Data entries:
————————
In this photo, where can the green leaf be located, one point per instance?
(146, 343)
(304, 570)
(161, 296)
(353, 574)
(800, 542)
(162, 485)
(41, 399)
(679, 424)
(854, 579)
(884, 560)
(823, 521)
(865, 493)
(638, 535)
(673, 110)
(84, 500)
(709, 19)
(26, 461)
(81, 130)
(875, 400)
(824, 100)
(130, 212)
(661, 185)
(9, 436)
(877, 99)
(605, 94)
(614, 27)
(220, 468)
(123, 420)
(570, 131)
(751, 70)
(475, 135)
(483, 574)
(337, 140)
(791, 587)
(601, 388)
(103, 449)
————————
### Exercise requirements
All of the records must be repeated exactly.

### The response
In this photo, where can the green leaf be located, one point per instance?
(146, 343)
(304, 570)
(161, 296)
(353, 574)
(800, 542)
(162, 485)
(41, 399)
(679, 424)
(854, 579)
(884, 560)
(823, 521)
(865, 493)
(638, 535)
(673, 110)
(84, 500)
(709, 19)
(26, 461)
(81, 130)
(875, 400)
(824, 100)
(130, 212)
(661, 185)
(9, 436)
(877, 99)
(605, 94)
(614, 27)
(220, 468)
(123, 420)
(570, 131)
(751, 70)
(475, 135)
(483, 574)
(337, 140)
(791, 587)
(601, 388)
(103, 449)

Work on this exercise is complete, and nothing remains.